-- Description of the task --
For each line below, print it again exactly as shown.

-- Task material --
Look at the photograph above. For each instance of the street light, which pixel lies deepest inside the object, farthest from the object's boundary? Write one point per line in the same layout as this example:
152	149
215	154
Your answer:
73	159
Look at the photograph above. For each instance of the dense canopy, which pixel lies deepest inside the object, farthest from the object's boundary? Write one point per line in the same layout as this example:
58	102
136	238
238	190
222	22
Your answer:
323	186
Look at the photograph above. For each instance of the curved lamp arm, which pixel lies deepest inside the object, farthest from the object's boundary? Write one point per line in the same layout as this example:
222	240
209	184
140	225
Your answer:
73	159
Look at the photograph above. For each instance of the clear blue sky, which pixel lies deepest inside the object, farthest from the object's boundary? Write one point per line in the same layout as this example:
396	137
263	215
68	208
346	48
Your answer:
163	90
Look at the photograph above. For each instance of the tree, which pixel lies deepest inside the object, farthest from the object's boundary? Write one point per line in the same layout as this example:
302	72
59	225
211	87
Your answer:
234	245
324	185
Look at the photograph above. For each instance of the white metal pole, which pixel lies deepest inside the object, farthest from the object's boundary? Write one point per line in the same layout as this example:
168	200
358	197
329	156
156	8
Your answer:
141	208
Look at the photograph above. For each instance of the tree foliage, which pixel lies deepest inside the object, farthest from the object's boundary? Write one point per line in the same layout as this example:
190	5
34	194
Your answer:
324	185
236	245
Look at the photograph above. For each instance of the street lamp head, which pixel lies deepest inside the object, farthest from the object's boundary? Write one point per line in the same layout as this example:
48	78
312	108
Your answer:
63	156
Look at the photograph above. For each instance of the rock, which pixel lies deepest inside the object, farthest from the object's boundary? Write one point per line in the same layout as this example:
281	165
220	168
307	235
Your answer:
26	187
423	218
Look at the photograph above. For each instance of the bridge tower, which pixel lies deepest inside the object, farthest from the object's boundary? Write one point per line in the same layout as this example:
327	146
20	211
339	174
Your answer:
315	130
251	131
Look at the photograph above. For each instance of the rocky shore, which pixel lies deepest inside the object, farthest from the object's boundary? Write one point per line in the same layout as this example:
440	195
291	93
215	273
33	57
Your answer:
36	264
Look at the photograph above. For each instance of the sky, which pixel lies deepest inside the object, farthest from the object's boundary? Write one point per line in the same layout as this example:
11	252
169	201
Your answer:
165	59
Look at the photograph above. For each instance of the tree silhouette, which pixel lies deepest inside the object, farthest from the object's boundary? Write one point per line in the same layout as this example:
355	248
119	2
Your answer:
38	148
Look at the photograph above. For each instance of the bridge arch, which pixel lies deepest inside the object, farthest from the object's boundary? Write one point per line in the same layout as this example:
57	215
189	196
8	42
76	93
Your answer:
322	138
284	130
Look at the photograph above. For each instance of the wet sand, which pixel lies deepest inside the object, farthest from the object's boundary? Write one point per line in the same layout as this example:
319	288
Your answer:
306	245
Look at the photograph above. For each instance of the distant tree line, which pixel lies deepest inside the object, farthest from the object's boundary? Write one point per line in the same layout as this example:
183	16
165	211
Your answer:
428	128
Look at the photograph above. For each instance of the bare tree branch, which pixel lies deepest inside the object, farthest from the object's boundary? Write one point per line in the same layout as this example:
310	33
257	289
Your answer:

-- Written solution --
Look at the photograph above. For each instance of the street light, which pixel lies deepest inside the object, farthest from the object's boundary? Write one point per line in the same layout as this example:
152	149
215	154
Your answer:
73	159
Look at the photograph above. For each instance of the dense canopy, which pixel lies deepest inside the object, farthest from the object's boundary? Write one point per line in the same layout as this example:
58	102
136	238
238	190
222	22
Your answer:
323	186
Look at the photograph above. For each instance of the curved lamp arm, which pixel lies deepest inside the object, farthest from the object's boundary? Write one point per line in the same layout as this example:
222	240
209	184
140	225
Your answer:
73	159
Look at the photograph above. For each instance of the clear blue sky, which pixel lies deepest inside the object, farthest from the object's boundary? Write one point per line in the same layout as this example:
396	137
263	215
68	208
346	48
Your answer:
163	90
Look at the photograph above. For each instance of the tree, which pixel lies deepest inside the object, farthest from the object's boundary? Write one point per line in the same layout as this example:
302	72
59	225
211	87
Your answer:
234	245
324	185
Look at the photograph above. For each instance of the white metal pole, which pixel lies deepest inside the object, farthest from the object's boundary? Write one point per line in the same layout as this example:
168	200
358	197
329	156
156	8
Your answer:
141	208
Look at the photograph above. For each instance of the tree foliage, which pixel lies deepest inside the object, farthest from the object's boundary? Write one point per line in the same layout as this example:
190	5
34	194
Your answer:
324	185
236	245
Look at the photograph above. For each instance of the street lamp head, which pixel lies deepest inside the object, farthest from the object's boundary? Write one point per line in the same layout as this example:
48	78
312	108
Your answer:
63	156
Look at the photograph above. For each instance of the rock, which pixel lies deepest inside the object, farthest from the object's boundary? Write one point per line in the same layout as this example:
281	165
220	168
307	235
Your answer:
26	187
423	218
Look at the photograph above. For each instance of the bridge tower, which pixel lies deepest inside the object, farthest from the object's boundary? Write one point per line in the same layout as this example:
327	146
20	211
339	174
Your answer:
315	130
251	131
Look at the photograph above. For each instance of the rocky shore, which pixel lies deepest inside the object, farthest from the object's boundary? Write one point per line in the same layout as this example:
440	195
291	93
215	273
33	57
Your answer:
36	264
Look at the photograph above. For each instance of the sky, which pixel lies deepest inside the object, farthest from the object's boundary? Write one point per line in the same layout as this example:
11	252
169	201
Your answer:
165	59
Look at the photograph above. For each instance of the tree silhouette, which pixel lies deepest inside the object, farthest from the object's boundary? Write one point per line in the same layout as this example:
355	248
119	2
Your answer:
38	148
Look at the photograph above. For each instance of the bridge arch, which pixel lies deepest inside the object, farthest from the object's boundary? Write one point per line in the same layout as this example:
57	215
189	196
8	42
76	93
Your answer:
322	138
284	130
Look at the photograph above. For each instance of the wet sand, which pixel lies deepest inside the object, farthest from the object's boundary? Write one point per line in the same layout as this example:
319	288
Your answer:
306	245
Look at the photograph above. For each instance of the distant tree line, which pixel lies deepest inside the object, farthest from the object's boundary? Write one point per line in the same layout as this example:
183	16
165	211
Your answer:
428	128
Look at the photograph above. For each instance of the bare tree branch, which pixel lies deepest inside the object, farthest from the object's boundary? Write one point per line in the same layout as this example:
310	33
257	289
Your answer:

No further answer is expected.